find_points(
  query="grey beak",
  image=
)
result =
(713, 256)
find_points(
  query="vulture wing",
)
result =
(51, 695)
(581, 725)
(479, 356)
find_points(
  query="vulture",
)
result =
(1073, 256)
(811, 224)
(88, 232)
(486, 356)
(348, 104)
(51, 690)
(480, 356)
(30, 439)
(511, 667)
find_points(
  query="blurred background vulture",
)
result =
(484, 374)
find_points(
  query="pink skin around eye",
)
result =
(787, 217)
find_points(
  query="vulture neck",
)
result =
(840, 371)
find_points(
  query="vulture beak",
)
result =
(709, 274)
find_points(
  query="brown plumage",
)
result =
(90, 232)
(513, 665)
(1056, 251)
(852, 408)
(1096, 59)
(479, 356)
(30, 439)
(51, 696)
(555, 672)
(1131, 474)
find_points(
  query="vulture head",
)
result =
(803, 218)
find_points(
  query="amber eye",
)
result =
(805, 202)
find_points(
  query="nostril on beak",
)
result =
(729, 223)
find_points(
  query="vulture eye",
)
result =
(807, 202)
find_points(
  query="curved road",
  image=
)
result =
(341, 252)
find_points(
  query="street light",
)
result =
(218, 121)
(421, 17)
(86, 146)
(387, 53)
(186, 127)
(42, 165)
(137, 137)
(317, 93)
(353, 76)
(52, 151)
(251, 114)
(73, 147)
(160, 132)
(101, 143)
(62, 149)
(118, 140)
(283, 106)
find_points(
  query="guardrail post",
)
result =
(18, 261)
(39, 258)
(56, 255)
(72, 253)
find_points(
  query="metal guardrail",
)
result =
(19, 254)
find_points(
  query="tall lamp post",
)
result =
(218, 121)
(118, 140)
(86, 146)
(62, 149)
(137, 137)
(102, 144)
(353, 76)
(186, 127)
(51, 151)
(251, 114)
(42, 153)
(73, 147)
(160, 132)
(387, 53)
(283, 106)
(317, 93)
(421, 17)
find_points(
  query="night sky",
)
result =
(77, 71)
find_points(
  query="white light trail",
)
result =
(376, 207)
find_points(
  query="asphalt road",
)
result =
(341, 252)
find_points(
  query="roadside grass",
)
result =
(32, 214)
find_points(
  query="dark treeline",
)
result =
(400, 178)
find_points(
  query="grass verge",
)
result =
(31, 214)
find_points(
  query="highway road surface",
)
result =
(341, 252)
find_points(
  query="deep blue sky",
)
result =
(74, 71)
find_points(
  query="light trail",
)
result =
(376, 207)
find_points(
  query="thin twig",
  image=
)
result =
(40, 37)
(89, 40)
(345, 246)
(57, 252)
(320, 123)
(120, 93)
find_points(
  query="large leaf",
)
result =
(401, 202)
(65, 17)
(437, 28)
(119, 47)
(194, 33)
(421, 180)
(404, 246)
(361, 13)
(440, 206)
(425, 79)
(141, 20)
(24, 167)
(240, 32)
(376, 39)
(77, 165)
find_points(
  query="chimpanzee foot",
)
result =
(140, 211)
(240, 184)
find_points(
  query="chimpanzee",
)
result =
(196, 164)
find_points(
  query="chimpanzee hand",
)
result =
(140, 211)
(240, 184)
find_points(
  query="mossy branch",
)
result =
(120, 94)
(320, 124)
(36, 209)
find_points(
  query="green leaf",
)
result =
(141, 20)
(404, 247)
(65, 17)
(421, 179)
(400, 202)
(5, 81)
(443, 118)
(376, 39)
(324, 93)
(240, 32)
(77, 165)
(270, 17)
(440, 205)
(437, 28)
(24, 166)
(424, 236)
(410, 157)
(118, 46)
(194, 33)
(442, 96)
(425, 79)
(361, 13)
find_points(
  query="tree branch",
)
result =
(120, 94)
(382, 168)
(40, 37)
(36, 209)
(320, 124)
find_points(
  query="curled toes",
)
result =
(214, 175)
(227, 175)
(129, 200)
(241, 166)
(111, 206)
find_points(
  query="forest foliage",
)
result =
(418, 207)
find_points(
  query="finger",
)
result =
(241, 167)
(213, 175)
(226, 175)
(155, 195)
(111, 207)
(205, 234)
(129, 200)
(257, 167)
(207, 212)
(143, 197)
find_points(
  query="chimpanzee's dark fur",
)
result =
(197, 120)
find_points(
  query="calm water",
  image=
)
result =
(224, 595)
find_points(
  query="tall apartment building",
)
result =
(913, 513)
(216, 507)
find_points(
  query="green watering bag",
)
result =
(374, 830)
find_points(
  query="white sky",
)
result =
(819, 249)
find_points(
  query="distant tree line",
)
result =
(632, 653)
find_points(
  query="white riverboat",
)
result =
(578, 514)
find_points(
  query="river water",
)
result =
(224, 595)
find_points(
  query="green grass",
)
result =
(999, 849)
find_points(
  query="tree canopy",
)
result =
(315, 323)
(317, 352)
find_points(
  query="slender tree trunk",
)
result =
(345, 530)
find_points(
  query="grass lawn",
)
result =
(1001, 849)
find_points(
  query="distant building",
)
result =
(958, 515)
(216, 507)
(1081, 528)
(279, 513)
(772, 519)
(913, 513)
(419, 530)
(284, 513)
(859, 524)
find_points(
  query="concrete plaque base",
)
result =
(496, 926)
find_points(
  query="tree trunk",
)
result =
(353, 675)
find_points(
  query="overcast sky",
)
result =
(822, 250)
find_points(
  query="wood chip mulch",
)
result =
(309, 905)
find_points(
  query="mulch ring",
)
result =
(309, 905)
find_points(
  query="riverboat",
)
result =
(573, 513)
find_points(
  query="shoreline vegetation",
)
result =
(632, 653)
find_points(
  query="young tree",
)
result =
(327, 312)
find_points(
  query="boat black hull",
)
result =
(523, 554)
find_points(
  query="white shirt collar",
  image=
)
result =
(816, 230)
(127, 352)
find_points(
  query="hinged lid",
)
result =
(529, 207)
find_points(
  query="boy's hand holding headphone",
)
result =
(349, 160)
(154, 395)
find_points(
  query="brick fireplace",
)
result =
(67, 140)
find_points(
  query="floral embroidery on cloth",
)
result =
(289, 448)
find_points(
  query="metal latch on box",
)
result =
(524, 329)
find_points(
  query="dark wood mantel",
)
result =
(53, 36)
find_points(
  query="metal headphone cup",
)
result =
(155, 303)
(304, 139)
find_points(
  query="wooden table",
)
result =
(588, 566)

(Exercise details) Transcribe the material above word for word.

(Complete answer)
find_points(
  query="grey beak",
  image=
)
result =
(713, 256)
find_points(
  query="vulture wing",
)
result =
(51, 695)
(581, 725)
(479, 356)
find_points(
  query="vulture",
)
result =
(1073, 256)
(811, 224)
(88, 232)
(486, 356)
(348, 104)
(51, 690)
(480, 356)
(30, 439)
(511, 667)
find_points(
  query="blurred background vulture",
)
result =
(484, 374)
find_points(
  query="pink skin around eye",
)
result =
(787, 217)
find_points(
  query="vulture neck",
)
result =
(840, 371)
find_points(
  query="vulture beak",
)
result =
(709, 274)
find_points(
  query="brown plumage",
)
result =
(90, 232)
(513, 665)
(1056, 251)
(852, 408)
(1096, 59)
(479, 356)
(30, 439)
(51, 696)
(555, 672)
(1131, 474)
find_points(
  query="vulture head",
)
result =
(803, 218)
find_points(
  query="amber eye",
)
result =
(805, 202)
find_points(
  query="nostril on beak",
)
result =
(729, 223)
find_points(
  query="vulture eye",
)
result =
(807, 202)
find_points(
  query="curved road",
  image=
)
result =
(341, 252)
find_points(
  query="street light",
)
result =
(218, 121)
(421, 17)
(86, 146)
(387, 53)
(186, 127)
(42, 165)
(137, 137)
(317, 93)
(353, 76)
(52, 151)
(251, 114)
(73, 147)
(160, 132)
(101, 143)
(62, 149)
(118, 140)
(283, 106)
find_points(
  query="guardrail post",
)
result =
(18, 261)
(39, 258)
(56, 255)
(72, 253)
find_points(
  query="metal guardrail",
)
result =
(19, 254)
find_points(
  query="tall lamp post",
)
result =
(218, 121)
(118, 140)
(86, 146)
(62, 149)
(137, 137)
(102, 144)
(353, 76)
(186, 127)
(51, 151)
(251, 114)
(42, 153)
(73, 147)
(160, 132)
(387, 53)
(283, 106)
(317, 93)
(421, 17)
find_points(
  query="night sky",
)
result =
(77, 71)
find_points(
  query="white light trail",
)
result =
(376, 207)
find_points(
  query="asphalt road",
)
result =
(341, 252)
find_points(
  query="roadside grass",
)
result =
(32, 214)
find_points(
  query="dark treeline",
)
result =
(400, 178)
find_points(
  query="grass verge",
)
result =
(31, 214)
find_points(
  query="highway road surface",
)
result =
(341, 252)
find_points(
  query="deep blue sky",
)
result =
(74, 71)
find_points(
  query="light trail",
)
result =
(376, 207)
find_points(
  query="thin twig",
  image=
)
result =
(40, 37)
(89, 40)
(345, 246)
(57, 252)
(320, 123)
(120, 93)
find_points(
  query="large leaf",
)
result =
(401, 202)
(65, 17)
(437, 28)
(119, 47)
(194, 33)
(421, 180)
(404, 246)
(361, 13)
(440, 206)
(425, 79)
(141, 20)
(24, 167)
(240, 32)
(376, 39)
(77, 165)
find_points(
  query="chimpanzee foot",
)
result =
(140, 211)
(240, 184)
find_points(
  query="chimpanzee",
)
result =
(196, 164)
find_points(
  query="chimpanzee hand",
)
result =
(140, 211)
(240, 184)
find_points(
  query="mossy branch",
)
result =
(120, 94)
(320, 124)
(36, 209)
find_points(
  query="green leaf",
)
result =
(141, 20)
(404, 247)
(65, 17)
(421, 179)
(400, 202)
(5, 81)
(443, 118)
(376, 39)
(324, 93)
(240, 32)
(77, 165)
(270, 17)
(440, 205)
(437, 28)
(24, 166)
(424, 236)
(410, 157)
(118, 46)
(194, 33)
(442, 96)
(425, 79)
(361, 13)
find_points(
  query="tree branch",
)
result =
(120, 94)
(382, 168)
(40, 37)
(36, 209)
(320, 124)
find_points(
  query="curled toes",
)
result =
(214, 175)
(227, 175)
(129, 200)
(241, 166)
(111, 206)
find_points(
  query="forest foliage",
)
result =
(418, 207)
find_points(
  query="finger",
)
result =
(241, 167)
(213, 175)
(226, 175)
(155, 195)
(111, 207)
(205, 234)
(129, 200)
(257, 167)
(207, 212)
(143, 197)
find_points(
  query="chimpanzee's dark fur",
)
result =
(197, 120)
find_points(
  query="calm water",
  image=
)
result =
(224, 595)
find_points(
  query="tall apartment building",
)
result =
(913, 513)
(216, 507)
find_points(
  query="green watering bag",
)
result =
(374, 830)
find_points(
  query="white sky",
)
result =
(819, 249)
find_points(
  query="distant tree line",
)
result =
(632, 653)
find_points(
  query="white riverboat",
)
result =
(578, 514)
find_points(
  query="river water",
)
result =
(224, 595)
find_points(
  query="green grass",
)
result =
(999, 849)
find_points(
  query="tree canopy",
)
result =
(315, 323)
(317, 352)
find_points(
  query="slender tree trunk",
)
result =
(345, 530)
find_points(
  query="grass lawn",
)
result =
(1001, 849)
find_points(
  query="distant building",
)
result =
(958, 515)
(216, 507)
(1081, 528)
(279, 513)
(772, 519)
(913, 513)
(419, 530)
(284, 513)
(859, 524)
find_points(
  query="concrete plaque base",
)
result =
(496, 926)
find_points(
  query="tree trunk",
)
result =
(353, 675)
find_points(
  query="overcast sky",
)
result =
(822, 250)
find_points(
  query="wood chip mulch",
)
result =
(309, 905)
find_points(
  query="mulch ring",
)
result =
(309, 905)
find_points(
  query="riverboat",
)
result =
(573, 513)
find_points(
  query="shoreline vegetation",
)
result =
(632, 653)
find_points(
  query="young tree",
)
result =
(327, 312)
find_points(
  query="boat black hull",
)
result =
(523, 554)
find_points(
  query="white shirt collar",
  image=
)
result =
(816, 230)
(127, 352)
find_points(
  query="hinged lid",
)
result =
(529, 207)
find_points(
  query="boy's hand holding headphone",
)
result =
(349, 160)
(154, 395)
find_points(
  query="brick fireplace",
)
result =
(67, 140)
find_points(
  query="floral embroidery on cloth",
)
result =
(289, 448)
find_points(
  query="metal latch on box",
)
result =
(524, 329)
find_points(
  query="dark wood mantel",
)
result =
(53, 36)
find_points(
  query="metal headphone cup",
)
result =
(155, 303)
(304, 139)
find_points(
  query="wooden table",
)
result =
(588, 566)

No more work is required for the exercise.